Text block ->

Black gnats swarmed at the base of an old, gnarled piñon tree. Many of its dark green needles had been drained of their color and pliancy and were pocked by tens of microscopic bugs. Brittle and tan, the needles broke easily between Mark Pennington’s fingers.
Pennington said he noticed the first signs of the piñon needle scale infestation last week and since has been spraying the old tree at the Agua Fria Nursery with water and a horticultural oil called dormant, trying to kill off the new generation of the scale before it can reproduce.
The piñon — the official state tree, known for its nuts and its distinctive aroma as firewood — is under attack again in Santa Fe because of New Mexico’s warming and drying climate, which can leave the tree vulnerable to bug infestation. It isn’t yet known how severe the problem may become.
“It’s definitely getting worse with a lack of winter cold and a lack of winter moisture,” said Pennington, whose family has owned the nursery on Agua Fría Street since 1975.

The task ->
Please repeat everything in the piñon scale article from "Black gnats swarmed" down to "problem may become.", word for word.

Supplied entries ->

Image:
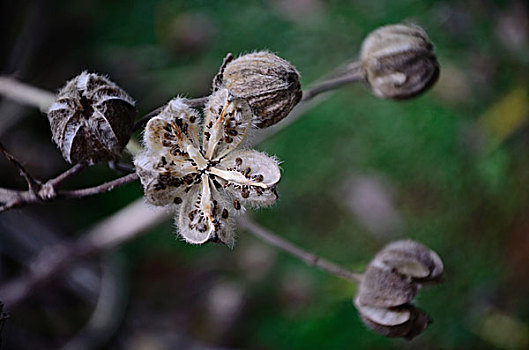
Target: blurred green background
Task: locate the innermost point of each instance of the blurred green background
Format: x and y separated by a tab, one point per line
449	169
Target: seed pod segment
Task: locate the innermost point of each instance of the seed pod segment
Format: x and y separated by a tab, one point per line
390	284
92	119
269	83
399	61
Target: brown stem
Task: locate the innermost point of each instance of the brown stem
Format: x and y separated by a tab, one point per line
57	181
33	184
14	199
353	73
115	230
194	102
308	258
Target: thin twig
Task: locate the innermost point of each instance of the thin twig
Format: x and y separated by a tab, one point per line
308	258
123	167
136	218
57	181
122	226
33	184
14	199
353	73
108	186
26	94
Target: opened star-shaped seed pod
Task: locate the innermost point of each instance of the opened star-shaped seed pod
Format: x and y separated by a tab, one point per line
206	178
390	284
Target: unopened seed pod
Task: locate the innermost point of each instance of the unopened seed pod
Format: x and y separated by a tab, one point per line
405	321
389	285
92	119
269	83
399	61
411	259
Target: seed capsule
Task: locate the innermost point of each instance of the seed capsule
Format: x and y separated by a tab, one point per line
390	284
269	83
399	61
92	119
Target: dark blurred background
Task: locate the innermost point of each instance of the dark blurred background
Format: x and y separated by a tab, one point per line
449	169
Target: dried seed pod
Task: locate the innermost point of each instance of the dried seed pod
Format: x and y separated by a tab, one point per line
399	61
383	288
269	84
92	119
405	321
390	284
411	259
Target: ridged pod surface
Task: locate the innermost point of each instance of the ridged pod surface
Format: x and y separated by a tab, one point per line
390	284
269	83
399	61
92	119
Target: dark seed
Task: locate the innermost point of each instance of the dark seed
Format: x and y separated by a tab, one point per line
247	172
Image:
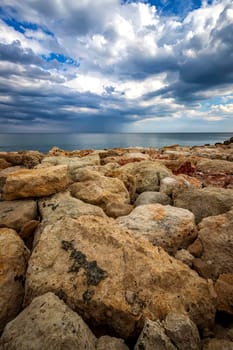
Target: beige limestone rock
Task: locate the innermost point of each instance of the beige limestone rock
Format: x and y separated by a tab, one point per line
112	278
110	343
47	323
13	263
215	235
15	214
205	202
100	190
224	290
35	182
163	225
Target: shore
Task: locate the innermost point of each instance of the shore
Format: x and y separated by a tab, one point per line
117	248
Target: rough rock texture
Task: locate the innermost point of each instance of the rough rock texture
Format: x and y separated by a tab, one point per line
153	337
35	182
15	214
47	323
110	343
165	226
13	263
205	202
224	290
215	236
148	174
100	190
98	268
182	332
150	197
217	344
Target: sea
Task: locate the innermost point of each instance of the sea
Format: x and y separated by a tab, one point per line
77	141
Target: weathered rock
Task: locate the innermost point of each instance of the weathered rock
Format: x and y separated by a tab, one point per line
215	235
115	210
184	256
47	323
164	226
175	184
217	344
13	263
35	182
15	214
110	343
112	278
182	332
205	202
224	290
100	190
148	174
150	197
153	337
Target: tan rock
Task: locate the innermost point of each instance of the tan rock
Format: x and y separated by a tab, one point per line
164	226
13	264
47	323
100	190
224	290
35	182
15	214
205	202
112	278
110	343
215	235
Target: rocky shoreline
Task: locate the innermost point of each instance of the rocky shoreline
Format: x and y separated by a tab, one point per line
117	249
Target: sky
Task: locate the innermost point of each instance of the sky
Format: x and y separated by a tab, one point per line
116	66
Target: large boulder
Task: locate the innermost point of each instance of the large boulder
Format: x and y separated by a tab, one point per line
163	225
13	264
100	190
113	278
35	182
15	214
216	239
205	202
47	323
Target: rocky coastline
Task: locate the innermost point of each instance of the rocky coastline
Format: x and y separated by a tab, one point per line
117	249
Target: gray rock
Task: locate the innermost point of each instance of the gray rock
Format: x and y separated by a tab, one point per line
150	197
205	202
15	214
47	323
182	332
153	337
110	343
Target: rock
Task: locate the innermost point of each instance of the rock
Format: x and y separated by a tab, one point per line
182	332
224	290
15	214
112	278
217	344
115	210
205	202
110	343
47	323
150	197
175	184
100	190
63	204
164	226
13	264
153	337
184	256
148	174
35	182
215	235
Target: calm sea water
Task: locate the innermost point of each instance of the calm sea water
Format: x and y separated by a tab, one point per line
44	142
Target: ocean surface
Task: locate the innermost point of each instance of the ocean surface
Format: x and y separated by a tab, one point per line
44	142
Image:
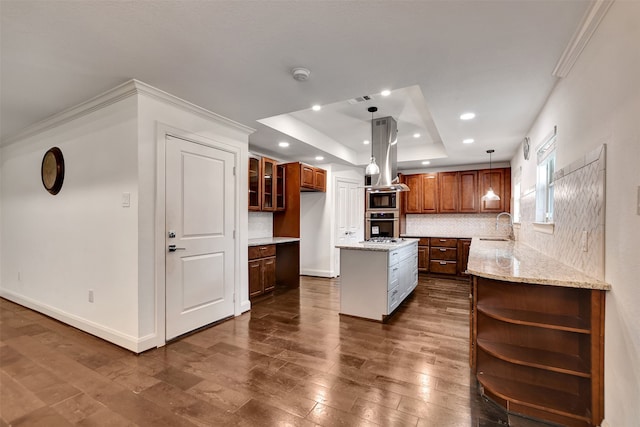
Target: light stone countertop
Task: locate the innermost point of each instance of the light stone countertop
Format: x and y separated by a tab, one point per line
516	262
272	240
381	247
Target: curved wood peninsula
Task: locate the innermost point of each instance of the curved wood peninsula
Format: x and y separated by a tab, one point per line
537	334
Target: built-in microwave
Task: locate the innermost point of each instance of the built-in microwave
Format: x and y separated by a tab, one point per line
383	200
382	225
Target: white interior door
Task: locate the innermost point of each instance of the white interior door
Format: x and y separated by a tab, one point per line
200	222
350	216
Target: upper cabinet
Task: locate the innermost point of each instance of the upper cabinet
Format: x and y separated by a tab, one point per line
423	197
255	195
500	181
266	185
456	192
312	178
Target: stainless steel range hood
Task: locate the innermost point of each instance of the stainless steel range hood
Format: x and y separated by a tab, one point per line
384	138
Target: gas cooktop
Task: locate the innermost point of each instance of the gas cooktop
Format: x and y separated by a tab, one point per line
381	240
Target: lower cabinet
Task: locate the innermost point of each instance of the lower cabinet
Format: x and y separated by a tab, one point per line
538	350
443	256
464	245
262	269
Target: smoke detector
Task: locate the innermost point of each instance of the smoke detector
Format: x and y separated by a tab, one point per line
300	74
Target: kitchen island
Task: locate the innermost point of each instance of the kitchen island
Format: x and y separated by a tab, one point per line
537	333
376	277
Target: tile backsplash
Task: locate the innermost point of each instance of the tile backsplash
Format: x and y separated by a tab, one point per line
457	225
579	198
260	225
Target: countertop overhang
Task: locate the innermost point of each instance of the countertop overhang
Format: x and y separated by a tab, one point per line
382	247
513	261
272	241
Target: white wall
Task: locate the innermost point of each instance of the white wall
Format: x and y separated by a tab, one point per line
317	223
61	246
599	103
156	117
56	248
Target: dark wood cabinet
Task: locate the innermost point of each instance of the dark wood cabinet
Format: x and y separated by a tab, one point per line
423	255
413	197
538	349
464	245
320	179
280	188
429	193
262	269
312	178
468	198
448	186
456	192
266	188
423	194
255	193
268	184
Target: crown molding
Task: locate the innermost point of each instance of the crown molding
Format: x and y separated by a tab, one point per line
590	21
130	88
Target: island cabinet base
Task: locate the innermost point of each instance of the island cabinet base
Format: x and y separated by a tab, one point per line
538	350
373	283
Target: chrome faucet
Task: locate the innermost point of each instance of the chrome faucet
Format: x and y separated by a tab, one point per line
511	235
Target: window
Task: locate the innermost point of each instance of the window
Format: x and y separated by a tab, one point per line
544	185
516	200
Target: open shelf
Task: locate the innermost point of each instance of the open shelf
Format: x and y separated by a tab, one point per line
536	397
537	358
533	318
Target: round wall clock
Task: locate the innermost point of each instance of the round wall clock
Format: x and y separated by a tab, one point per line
52	170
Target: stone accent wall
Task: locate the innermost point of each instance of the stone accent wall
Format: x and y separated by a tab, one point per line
579	206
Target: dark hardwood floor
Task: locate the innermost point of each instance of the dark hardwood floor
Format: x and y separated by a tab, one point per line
292	360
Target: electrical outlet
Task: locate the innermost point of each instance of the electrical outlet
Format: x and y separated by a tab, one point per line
585	241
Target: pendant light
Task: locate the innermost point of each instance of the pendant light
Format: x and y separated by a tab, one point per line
372	167
490	196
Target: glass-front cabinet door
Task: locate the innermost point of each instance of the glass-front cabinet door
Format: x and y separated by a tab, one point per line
254	184
268	184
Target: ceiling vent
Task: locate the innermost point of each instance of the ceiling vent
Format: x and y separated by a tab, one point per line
360	99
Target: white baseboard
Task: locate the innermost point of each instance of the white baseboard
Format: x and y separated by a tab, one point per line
317	273
136	345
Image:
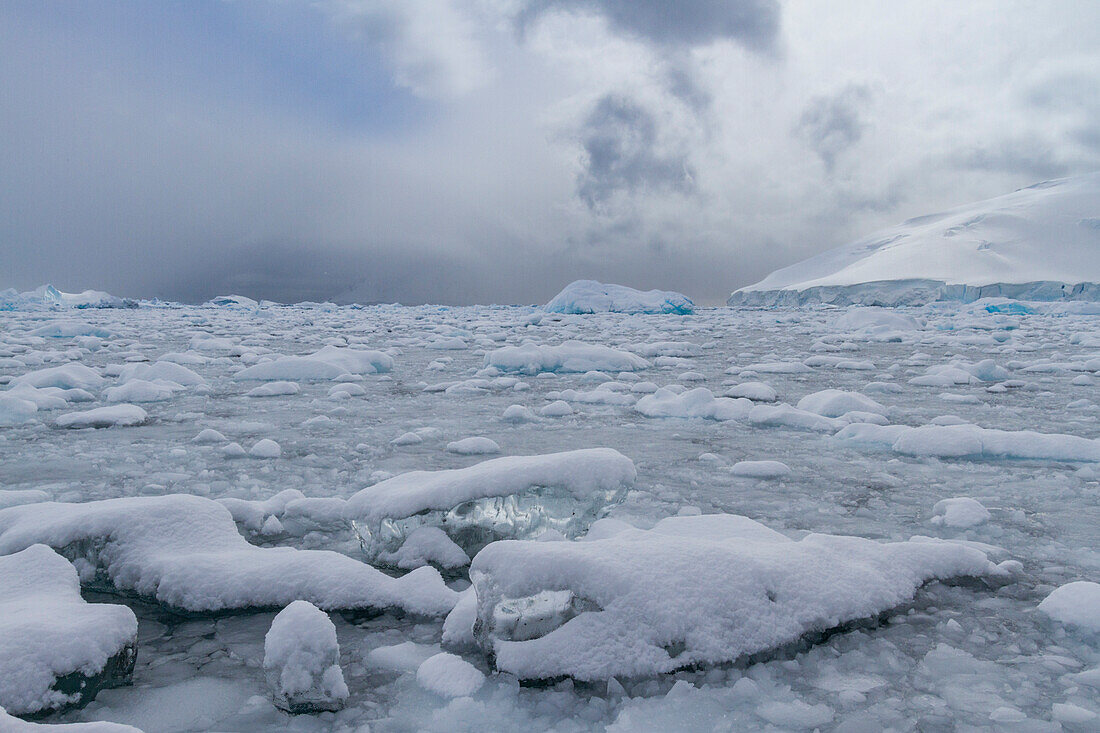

Response ->
Black gnats swarmed at the base of an old, gnarled piñon tree. Many of its dark green needles had been drained of their color and pliancy and were pocked by tens of microscopic bugs. Brittle and tan, the needles broke easily between Mark Pennington’s fingers.
Pennington said he noticed the first signs of the piñon needle scale infestation last week and since has been spraying the old tree at the Agua Fria Nursery with water and a horticultural oil called dormant, trying to kill off the new generation of the scale before it can reproduce.
The piñon — the official state tree, known for its nuts and its distinctive aroma as firewood — is under attack again in Santa Fe because of New Mexico’s warming and drying climate, which can leave the tree vulnerable to bug infestation. It isn’t yet known how severe the problem may become.